Start of PASSAGE TO READ
Learning from the experiences of other nations who have achieved a measure of success in language planning, the process should be a collaborative endeavor of scholar, linguists and practitioners in the study and use of the language.
A step-by-step collaborative procedure consisting of consultative conferences, contrastive-comparative analysis of data, technical committee workshops was adopted to achieve the objective of arriving at a unified spelling system through consensus. The process will reconcile differences of the various spelling rules designed by universities who refused to implement the official Memo. No. 87, S. 1987.
The membership of project team represents a balanced mix of theorists, and practitioners in the study and use of the language including language educators, creative writers, publishers who are native and non-native speakers of the Filipino language.
The participating institutions and their representatives are the following:
1. De La Salle University
Dr. Teresita Fortunato
Chair, Department of Philippine Languages
Dr. Clemencia Espiritu
Chair, Department of Filipino
3. Sentro ng Wikang Filipino, U.P.
Dr. Mario Miclat (Attended First Consultative Conference.)
4. Department of Linguistics, U.P.
Prof. Ricardo Nolasco (Attended First Consultative Conference.)
Chair, Department of Linguistics
5. Department of Filipino
Dr. Galileo Zafra
Dr. Jesus Ramos
Dr. Pamela Constantino
Dr. Rosario Alonso
Dr. Marietta Otero
Dr. Enedina Villegas
Prof. Melanie Donkor
7. Komisyon ng Wikang Filipino
Dr. Fely Castillo
Dr. Narciso Matienzo
Ms. Pinky Jane Tenmatay
The collaborative process beginning from the conceptualization and design of the scheme of analysis, data gathering, revision and formulation of rules consisted of the following phases:
Phase One – Orientation and Data Gathering Conference
A. Conceptualization of the scheme of assessment/analysis of spelling systems:
An intensive reading of related literature as basis for drawing the scheme of analysis in assessing writing/alphabetic systems was done through library survey of language planning project reports of Asian countries including
B. A two-day orientation and consultative conference -
Representatives of four universities presented their own spelling systems including the theoretical rational of each system. A plan of action was formulated.
End of PASSAGE TO READ
Start of DATA SEGMENT
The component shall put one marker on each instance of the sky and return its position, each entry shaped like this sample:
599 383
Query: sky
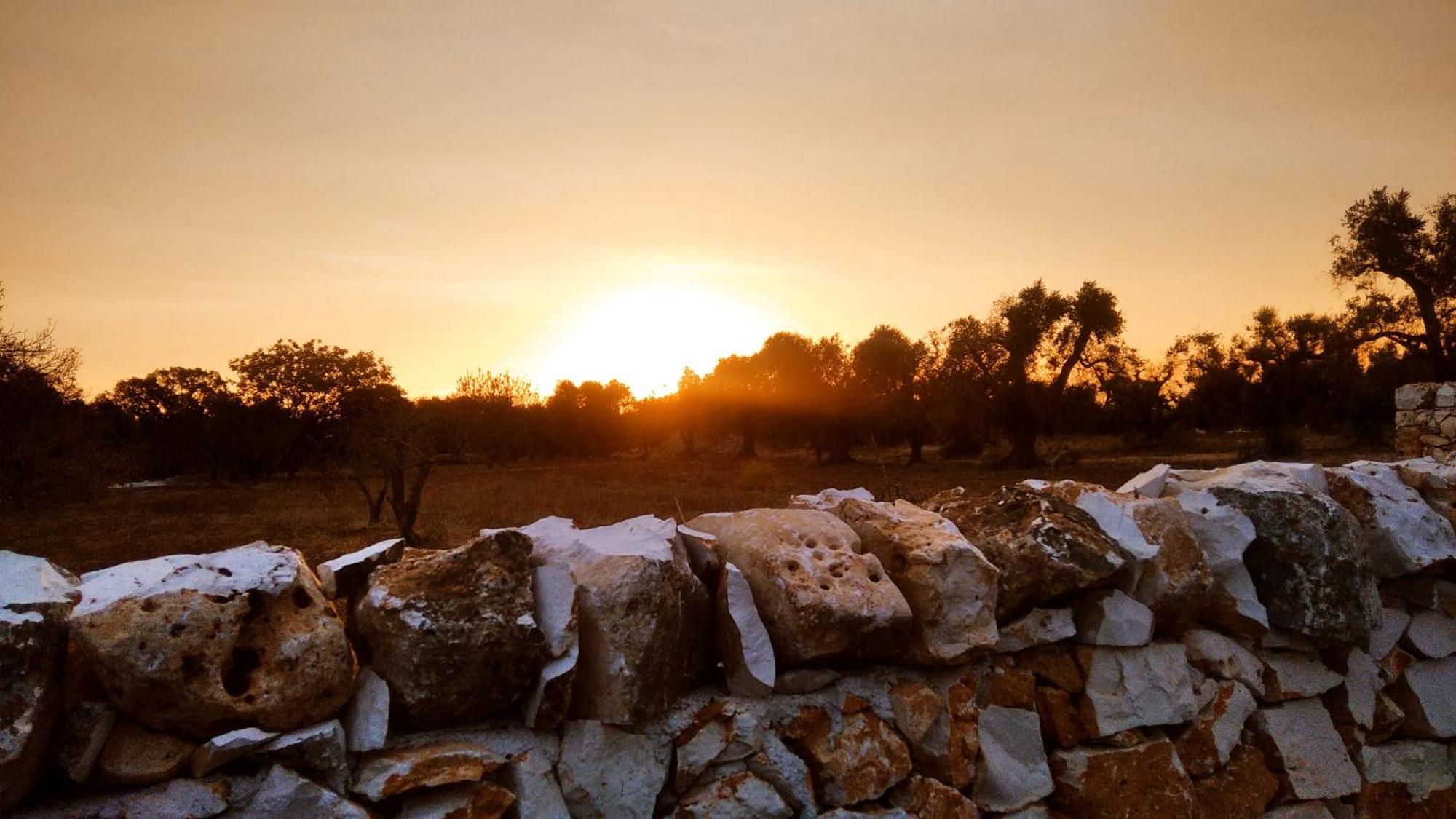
624 189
End of DATA SEGMENT
Extend the passage on unifying Filipino spelling, continuing right after its final sentence about the plan of action.

__ANSWER TO THE PROBLEM__.
Phase Two – Data Analysis and Assessment
A. Using the papers on the “Spelling Rules and Underlying Theoretical Rationale” of four universities, intensive analysis was done to determine the relative efficiency of each of the spelling rules based on linguistics, and socio-political considerations. The relative efficiency of each spelling system based on the criteria of economy or one-on-one correspondence of sound-symbol and criteria of flexibility or adequacy in accommodating linguistic innovations was determined. A contrastive-comparative matrix was evolved to summarize similarities and differences. The first draft of the “Project Output: Recommendation of General Rules” for Evolving the Revisions of Spelling rules on the Use of the Eight New Letters” was evolved.
B. The Second Consultative Conference
The Project-Output was discussed; reaction and feedback from the designers of the original spelling systems adopted by four universities were recorded.
Phase Three – Workshops: Formulating Revised Spelling Rules
Two technical committees were organized to write the I Handbook: Question and Answer on the rationale and general principles underlying the revised spelling rules on the use of the eight new letters of the alphabet, II Specific Rules and Guidelines.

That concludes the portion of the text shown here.